• [Work instruction]
Answer these questions from the judgment excerpt below:
1. Who appears on behalf of the panel in each proceeding?
2. To which judgment did Dr Hanscombe refer?
3. In what form have the parties agreed the orders should be made?

• [Selected extract]
···
In reaching that conclusion I am fortified in my views by the information helpfully given to me by Ms Britbart, who appears on behalf of the panel in each proceeding, that in fact certificates have been granted under s.4 of the Appeal Costs Act 1998 in applications for judicial review of medical panels.
The only matter which has caused me some hesitation is whether the appeal in this case has succeeded for the purposes of s 4 of the Act. Dr Hanscombe has referred me, in that regard, to the judgment of Brooking J when he was a member of the Full Court, in Pickford v Incorporated Nominal Defendant.[1]
[1][1981] VR 583.
In this case the parties, have each agreed that I should make orders in the form of certiorari quashing the findings of the Medical Panel. The grounds upon which the review was sought are complex, and that is particularly so because of the view that has been taken by the Medical Panel as to the effect of a statement by Cavanough J in McAlister v Leitch & Ors[2] as to whether there should be one or more questions and one or more determinations by the panel, where there is both a physical injury and a psychological injury which are each relied upon as being significant injuries for the purposes of the Wrongs Act.
···
Saved entries

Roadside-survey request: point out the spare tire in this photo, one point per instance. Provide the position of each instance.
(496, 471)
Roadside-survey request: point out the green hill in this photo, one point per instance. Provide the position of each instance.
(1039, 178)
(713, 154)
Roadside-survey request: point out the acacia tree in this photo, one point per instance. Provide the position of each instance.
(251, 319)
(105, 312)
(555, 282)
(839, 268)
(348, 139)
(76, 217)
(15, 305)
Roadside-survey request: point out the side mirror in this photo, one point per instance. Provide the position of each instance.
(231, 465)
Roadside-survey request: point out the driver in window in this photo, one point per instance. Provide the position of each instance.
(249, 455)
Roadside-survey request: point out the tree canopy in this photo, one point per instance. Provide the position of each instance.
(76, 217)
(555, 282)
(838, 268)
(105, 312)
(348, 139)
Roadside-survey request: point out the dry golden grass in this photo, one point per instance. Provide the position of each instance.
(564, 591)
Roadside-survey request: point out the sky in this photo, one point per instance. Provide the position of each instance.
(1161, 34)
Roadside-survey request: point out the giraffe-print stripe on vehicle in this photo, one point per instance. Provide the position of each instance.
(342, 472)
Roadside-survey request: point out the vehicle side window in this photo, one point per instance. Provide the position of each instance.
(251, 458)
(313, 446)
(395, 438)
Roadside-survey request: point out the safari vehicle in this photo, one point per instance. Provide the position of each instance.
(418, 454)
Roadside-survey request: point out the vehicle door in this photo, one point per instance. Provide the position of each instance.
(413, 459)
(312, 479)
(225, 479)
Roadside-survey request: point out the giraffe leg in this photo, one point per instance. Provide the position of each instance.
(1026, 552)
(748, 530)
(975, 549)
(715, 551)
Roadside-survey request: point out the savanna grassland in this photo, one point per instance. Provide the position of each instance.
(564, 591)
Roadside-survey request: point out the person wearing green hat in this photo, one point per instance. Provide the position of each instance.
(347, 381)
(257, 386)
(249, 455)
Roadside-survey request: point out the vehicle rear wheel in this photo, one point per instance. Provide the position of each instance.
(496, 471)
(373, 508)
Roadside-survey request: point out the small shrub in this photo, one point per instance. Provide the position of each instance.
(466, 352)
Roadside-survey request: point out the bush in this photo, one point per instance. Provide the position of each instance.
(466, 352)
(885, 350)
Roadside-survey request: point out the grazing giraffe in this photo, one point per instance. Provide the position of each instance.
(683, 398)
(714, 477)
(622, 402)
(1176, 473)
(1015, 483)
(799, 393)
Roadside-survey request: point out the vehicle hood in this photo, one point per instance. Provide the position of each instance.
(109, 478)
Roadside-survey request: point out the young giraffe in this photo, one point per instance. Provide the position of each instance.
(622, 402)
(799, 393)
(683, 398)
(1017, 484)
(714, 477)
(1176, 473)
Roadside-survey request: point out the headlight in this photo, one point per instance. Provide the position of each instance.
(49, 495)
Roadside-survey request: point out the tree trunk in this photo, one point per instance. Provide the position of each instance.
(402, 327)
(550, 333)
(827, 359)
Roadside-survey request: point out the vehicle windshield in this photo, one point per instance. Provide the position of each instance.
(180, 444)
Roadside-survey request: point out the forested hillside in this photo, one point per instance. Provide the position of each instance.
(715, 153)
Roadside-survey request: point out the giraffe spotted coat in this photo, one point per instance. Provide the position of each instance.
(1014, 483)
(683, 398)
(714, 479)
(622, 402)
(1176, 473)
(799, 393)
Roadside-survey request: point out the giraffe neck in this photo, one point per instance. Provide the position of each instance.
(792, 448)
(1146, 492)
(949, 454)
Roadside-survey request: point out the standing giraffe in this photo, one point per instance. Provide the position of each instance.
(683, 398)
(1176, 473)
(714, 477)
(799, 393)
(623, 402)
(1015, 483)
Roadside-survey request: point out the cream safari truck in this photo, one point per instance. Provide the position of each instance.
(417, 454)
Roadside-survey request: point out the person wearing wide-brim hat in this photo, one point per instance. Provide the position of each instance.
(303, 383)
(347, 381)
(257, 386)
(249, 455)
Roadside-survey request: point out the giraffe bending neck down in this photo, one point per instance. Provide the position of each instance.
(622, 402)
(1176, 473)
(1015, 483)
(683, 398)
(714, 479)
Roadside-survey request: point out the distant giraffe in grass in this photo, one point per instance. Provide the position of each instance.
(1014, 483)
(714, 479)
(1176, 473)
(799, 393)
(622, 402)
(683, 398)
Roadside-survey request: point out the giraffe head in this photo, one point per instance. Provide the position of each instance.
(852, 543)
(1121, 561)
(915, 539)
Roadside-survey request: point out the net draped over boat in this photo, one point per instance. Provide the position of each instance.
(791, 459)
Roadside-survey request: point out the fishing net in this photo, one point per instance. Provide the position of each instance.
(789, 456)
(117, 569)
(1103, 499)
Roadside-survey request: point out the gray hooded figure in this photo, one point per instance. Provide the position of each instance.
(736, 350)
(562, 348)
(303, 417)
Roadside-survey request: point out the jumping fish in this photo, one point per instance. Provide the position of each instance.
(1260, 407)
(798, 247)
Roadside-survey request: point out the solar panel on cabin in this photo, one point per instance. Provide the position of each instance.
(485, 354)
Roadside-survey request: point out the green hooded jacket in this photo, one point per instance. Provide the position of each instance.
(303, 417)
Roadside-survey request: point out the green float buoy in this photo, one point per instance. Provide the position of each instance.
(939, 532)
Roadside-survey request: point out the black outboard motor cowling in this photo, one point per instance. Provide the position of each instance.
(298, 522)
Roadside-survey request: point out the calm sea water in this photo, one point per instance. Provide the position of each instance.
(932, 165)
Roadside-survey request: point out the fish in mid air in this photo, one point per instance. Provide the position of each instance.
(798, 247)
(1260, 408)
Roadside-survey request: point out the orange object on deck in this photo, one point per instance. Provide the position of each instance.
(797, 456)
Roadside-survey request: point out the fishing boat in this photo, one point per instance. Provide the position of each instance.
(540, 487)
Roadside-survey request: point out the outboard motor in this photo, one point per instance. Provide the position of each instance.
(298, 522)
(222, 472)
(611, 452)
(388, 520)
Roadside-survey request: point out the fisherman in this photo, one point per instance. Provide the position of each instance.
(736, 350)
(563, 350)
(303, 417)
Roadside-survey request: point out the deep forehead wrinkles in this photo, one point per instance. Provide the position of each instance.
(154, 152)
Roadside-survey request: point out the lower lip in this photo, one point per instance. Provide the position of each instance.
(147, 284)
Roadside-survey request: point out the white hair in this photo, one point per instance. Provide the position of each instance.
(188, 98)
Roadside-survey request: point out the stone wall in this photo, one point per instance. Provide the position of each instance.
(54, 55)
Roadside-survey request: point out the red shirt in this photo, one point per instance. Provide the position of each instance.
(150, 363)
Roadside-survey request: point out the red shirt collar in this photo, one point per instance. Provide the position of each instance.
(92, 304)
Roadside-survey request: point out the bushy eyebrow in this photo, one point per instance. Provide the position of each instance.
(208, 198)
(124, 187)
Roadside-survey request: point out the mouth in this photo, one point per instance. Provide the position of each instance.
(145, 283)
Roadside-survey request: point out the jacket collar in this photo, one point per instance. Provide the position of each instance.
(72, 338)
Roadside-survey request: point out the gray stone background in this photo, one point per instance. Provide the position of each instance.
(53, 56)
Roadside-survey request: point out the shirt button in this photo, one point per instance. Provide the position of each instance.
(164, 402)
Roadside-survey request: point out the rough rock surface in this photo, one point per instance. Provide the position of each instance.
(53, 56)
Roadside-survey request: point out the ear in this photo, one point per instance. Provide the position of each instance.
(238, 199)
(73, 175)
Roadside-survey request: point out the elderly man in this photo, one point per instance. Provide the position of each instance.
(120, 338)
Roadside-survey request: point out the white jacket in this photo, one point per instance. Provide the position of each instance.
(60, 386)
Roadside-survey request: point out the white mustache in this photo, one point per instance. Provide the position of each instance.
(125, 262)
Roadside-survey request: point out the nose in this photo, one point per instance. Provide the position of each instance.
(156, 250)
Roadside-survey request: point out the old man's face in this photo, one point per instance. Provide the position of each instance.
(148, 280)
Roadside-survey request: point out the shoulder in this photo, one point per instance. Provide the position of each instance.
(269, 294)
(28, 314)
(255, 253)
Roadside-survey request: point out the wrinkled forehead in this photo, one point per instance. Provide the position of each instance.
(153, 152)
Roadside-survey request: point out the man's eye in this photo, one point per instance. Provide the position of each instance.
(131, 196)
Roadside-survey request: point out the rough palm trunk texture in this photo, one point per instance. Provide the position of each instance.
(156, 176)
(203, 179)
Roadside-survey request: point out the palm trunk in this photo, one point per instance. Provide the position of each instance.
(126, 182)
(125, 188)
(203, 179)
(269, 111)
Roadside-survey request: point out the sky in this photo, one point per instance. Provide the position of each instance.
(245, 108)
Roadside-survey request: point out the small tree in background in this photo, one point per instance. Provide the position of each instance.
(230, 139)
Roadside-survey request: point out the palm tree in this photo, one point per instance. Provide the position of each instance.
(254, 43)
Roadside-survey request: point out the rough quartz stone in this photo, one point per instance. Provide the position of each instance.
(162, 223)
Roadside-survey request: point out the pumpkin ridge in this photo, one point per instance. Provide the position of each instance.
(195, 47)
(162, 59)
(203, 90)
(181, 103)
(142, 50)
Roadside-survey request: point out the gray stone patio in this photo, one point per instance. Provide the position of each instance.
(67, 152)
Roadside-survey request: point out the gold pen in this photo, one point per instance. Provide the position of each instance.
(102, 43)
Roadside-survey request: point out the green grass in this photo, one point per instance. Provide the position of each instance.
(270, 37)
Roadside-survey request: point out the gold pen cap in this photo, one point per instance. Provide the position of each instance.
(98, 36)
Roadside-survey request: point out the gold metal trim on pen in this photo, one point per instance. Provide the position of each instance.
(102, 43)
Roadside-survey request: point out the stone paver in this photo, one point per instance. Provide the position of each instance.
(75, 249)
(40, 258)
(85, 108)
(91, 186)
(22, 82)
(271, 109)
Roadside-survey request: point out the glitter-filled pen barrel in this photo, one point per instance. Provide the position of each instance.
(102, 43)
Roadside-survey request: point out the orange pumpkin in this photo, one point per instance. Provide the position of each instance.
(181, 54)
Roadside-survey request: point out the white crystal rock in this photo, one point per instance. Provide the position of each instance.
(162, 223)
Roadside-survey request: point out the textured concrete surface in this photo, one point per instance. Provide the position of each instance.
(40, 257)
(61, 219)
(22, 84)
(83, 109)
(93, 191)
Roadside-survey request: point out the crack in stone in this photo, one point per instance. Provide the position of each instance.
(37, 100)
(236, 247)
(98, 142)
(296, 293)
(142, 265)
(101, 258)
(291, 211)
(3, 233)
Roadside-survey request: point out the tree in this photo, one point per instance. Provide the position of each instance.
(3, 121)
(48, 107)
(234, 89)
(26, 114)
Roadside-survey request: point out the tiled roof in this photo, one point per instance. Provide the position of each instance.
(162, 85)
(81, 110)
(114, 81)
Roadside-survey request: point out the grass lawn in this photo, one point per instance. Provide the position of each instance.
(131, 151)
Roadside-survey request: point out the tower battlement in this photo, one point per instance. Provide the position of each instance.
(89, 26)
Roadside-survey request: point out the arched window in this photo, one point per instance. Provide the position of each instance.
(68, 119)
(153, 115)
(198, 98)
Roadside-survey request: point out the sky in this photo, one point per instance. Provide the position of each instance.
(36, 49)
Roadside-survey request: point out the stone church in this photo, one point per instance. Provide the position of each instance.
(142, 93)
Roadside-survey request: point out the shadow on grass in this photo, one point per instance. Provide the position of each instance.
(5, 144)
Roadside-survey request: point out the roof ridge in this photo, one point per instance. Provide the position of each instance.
···
• [Response for this exercise]
1. Ms Britbart.
2. The judgment of Brooking J, when he was a member of the Full Court, in Pickford v Incorporated Nominal Defendant.
3. Orders in the form of certiorari quashing the findings of the Medical Panel.